▸ **What the task requires**: Quote every line below exactly as it reads.

▸ **Records shown**:

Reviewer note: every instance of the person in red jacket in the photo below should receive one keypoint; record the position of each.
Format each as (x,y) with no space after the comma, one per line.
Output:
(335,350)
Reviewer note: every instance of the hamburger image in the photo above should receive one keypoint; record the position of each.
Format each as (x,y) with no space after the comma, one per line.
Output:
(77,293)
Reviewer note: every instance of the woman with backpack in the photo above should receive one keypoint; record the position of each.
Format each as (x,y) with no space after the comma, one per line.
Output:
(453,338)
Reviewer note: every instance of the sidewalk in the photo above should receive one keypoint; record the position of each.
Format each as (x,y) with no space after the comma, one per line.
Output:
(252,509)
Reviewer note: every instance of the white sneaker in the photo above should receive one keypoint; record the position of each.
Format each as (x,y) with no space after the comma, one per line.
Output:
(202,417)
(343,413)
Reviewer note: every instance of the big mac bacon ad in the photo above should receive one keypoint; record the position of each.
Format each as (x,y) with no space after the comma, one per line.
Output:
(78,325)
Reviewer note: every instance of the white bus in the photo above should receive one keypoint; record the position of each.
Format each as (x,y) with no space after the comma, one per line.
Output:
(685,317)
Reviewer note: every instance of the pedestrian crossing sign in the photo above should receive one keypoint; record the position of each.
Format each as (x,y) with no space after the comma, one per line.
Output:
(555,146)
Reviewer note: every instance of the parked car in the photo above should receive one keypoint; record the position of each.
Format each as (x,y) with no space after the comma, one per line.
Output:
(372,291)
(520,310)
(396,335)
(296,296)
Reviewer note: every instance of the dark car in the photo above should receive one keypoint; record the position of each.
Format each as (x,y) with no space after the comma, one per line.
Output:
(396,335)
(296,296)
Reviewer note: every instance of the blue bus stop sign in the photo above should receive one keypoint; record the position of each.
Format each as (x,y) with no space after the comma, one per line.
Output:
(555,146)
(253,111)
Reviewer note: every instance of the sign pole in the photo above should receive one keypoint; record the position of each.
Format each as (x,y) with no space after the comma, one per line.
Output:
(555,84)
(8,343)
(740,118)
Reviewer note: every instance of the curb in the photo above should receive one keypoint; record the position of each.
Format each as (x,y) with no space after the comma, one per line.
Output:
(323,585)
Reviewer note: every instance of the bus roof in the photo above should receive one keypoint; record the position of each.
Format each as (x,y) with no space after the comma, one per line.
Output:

▸ **Finished answer**:
Reviewer note: every instance of the person in red jacket in the photo below should receive one keypoint; record the position of each.
Format each as (x,y) with no space after the comma, one per line.
Output:
(335,350)
Reviewer note: every instance of the hamburger image in the photo above should receive one keypoint; record the position of each.
Format each as (x,y) with no space after the comma, one per line.
Output:
(77,293)
Reviewer note: every instance of the woman with backpack in the photo above should receive one keypoint; record the position of each.
Format each as (x,y) with no space after the comma, one per line.
Output:
(453,338)
Reviewer note: every instance of the sidewalk in the photo above should receive one keypoint; record the position of each.
Format each as (x,y) with no space after the comma, one per line.
Output:
(252,509)
Reviewer note: every instance of the white sneaker in the photo above should receive one keypoint; record the position of each.
Format each as (x,y) with no space after the comma, one per line.
Output:
(202,417)
(343,413)
Reviewer note: every instance of the big mac bacon ad in the photo above should receive one keypoint; record the position of each.
Format each as (x,y) with no space after the comma, one per line.
Output:
(78,325)
Reviewer note: every instance of the white bus in the photo above should receive one keypoint; record the position of each.
Format each as (x,y) with no space after the comma, one per line.
Output:
(685,317)
Reviewer note: every instance of the pedestrian crossing sign in the photo above should receive one keypoint; record the position of each.
Format each as (x,y) with no space after the comma, one per line.
Output:
(555,146)
Reviewer note: every instance of the parked car in the photo above should receive one keypoint; record the position of each.
Format each as (x,y) with no space after the comma, one per line.
Output:
(372,291)
(520,310)
(396,335)
(296,296)
Reviewer note: every instance of the dark car in the photo above should receive one keypoint; record the position of each.
Format each as (x,y) with no space after the comma, one per line.
Output:
(396,335)
(296,296)
Reviewer note: every instance of the blue bus stop sign in the photo above should receive one keypoint; record the position of each.
Format each as (x,y) with no space after the comma, one per line.
Output:
(555,146)
(253,111)
Reviewer note: every instance of the sign pole in the photo above should receive one keypoint; record the position of each.
Format each as (x,y) with no space after the comma, one per line.
Output:
(555,84)
(8,343)
(740,118)
Reviewer note: every instance of the curb in the photo above should receive one keypoint; record the position of each.
Format each as (x,y) with no space after the comma, one per line.
Output:
(323,585)
Reviewer note: every instance of the bus roof in the photo above should receive one keypoint; record the position of each.
Format each as (x,y) with no space after the comma, one per line.
Output:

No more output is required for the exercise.